Stored data
--- START ---
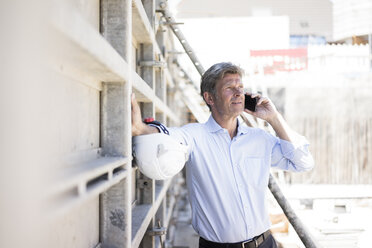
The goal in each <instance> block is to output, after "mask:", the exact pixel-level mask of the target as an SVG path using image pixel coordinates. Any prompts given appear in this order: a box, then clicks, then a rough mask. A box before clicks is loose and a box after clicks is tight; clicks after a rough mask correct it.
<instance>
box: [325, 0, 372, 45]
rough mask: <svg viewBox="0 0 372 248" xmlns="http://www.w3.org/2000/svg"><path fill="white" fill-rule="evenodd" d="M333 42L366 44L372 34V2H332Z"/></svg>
mask: <svg viewBox="0 0 372 248" xmlns="http://www.w3.org/2000/svg"><path fill="white" fill-rule="evenodd" d="M332 3H333V12H332V14H333V40H335V41H344V42H347V43H349V44H360V43H363V44H366V43H367V42H368V36H369V35H371V34H372V0H332Z"/></svg>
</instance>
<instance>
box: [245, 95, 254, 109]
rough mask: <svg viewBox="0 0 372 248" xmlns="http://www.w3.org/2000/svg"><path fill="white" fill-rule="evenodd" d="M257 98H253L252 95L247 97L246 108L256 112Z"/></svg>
mask: <svg viewBox="0 0 372 248" xmlns="http://www.w3.org/2000/svg"><path fill="white" fill-rule="evenodd" d="M256 105H257V98H252V97H251V96H250V95H245V102H244V108H246V109H248V110H250V111H252V112H254V111H256Z"/></svg>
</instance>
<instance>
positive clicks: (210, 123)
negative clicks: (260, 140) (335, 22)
mask: <svg viewBox="0 0 372 248" xmlns="http://www.w3.org/2000/svg"><path fill="white" fill-rule="evenodd" d="M205 125H206V127H207V129H208V131H209V132H211V133H214V132H217V131H220V130H224V128H222V127H221V126H220V125H219V124H218V123H217V122H216V121H215V120H214V118H213V116H212V115H210V116H209V119H208V121H207V122H206V123H205ZM247 132H248V128H247V127H245V126H243V125H242V123H241V120H240V119H239V118H238V132H237V136H239V135H243V134H246V133H247Z"/></svg>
--- END ---
▶ _PROBLEM REQUIREMENTS_:
All entries need repeating exactly, but without the pictures.

▶ _WRITTEN RESPONSE_:
The goal in each <instance> block is to output, after "mask:", the exact pixel-level mask of the target as an SVG path using image pixel coordinates. Any prompts given appear in this order: a box, then clicks, then a rough mask. A box before clicks is loose and a box after clicks is tight; clicks after a rough mask correct it.
<instance>
box: [325, 0, 372, 45]
rough mask: <svg viewBox="0 0 372 248" xmlns="http://www.w3.org/2000/svg"><path fill="white" fill-rule="evenodd" d="M333 42L366 44L372 34V2H332Z"/></svg>
mask: <svg viewBox="0 0 372 248" xmlns="http://www.w3.org/2000/svg"><path fill="white" fill-rule="evenodd" d="M332 3H333V12H332V14H333V40H335V41H344V42H347V43H349V44H360V43H363V44H366V43H367V42H368V36H369V35H371V34H372V0H332Z"/></svg>
</instance>
<instance>
box: [245, 95, 254, 109]
rough mask: <svg viewBox="0 0 372 248" xmlns="http://www.w3.org/2000/svg"><path fill="white" fill-rule="evenodd" d="M257 98H253L252 95L247 97L246 108L256 112Z"/></svg>
mask: <svg viewBox="0 0 372 248" xmlns="http://www.w3.org/2000/svg"><path fill="white" fill-rule="evenodd" d="M256 105H257V98H252V97H251V96H250V95H245V102H244V108H246V109H248V110H250V111H252V112H254V111H256Z"/></svg>
</instance>
<instance>
positive clicks: (210, 123)
negative clicks: (260, 140) (335, 22)
mask: <svg viewBox="0 0 372 248" xmlns="http://www.w3.org/2000/svg"><path fill="white" fill-rule="evenodd" d="M205 125H206V127H207V129H208V131H209V132H211V133H214V132H217V131H220V130H224V128H222V127H221V126H220V125H219V124H218V123H217V122H216V121H215V120H214V118H213V116H212V115H210V116H209V119H208V121H207V122H206V123H205ZM247 132H248V128H247V127H245V126H243V125H242V123H241V120H240V119H239V118H238V132H237V136H239V135H243V134H246V133H247Z"/></svg>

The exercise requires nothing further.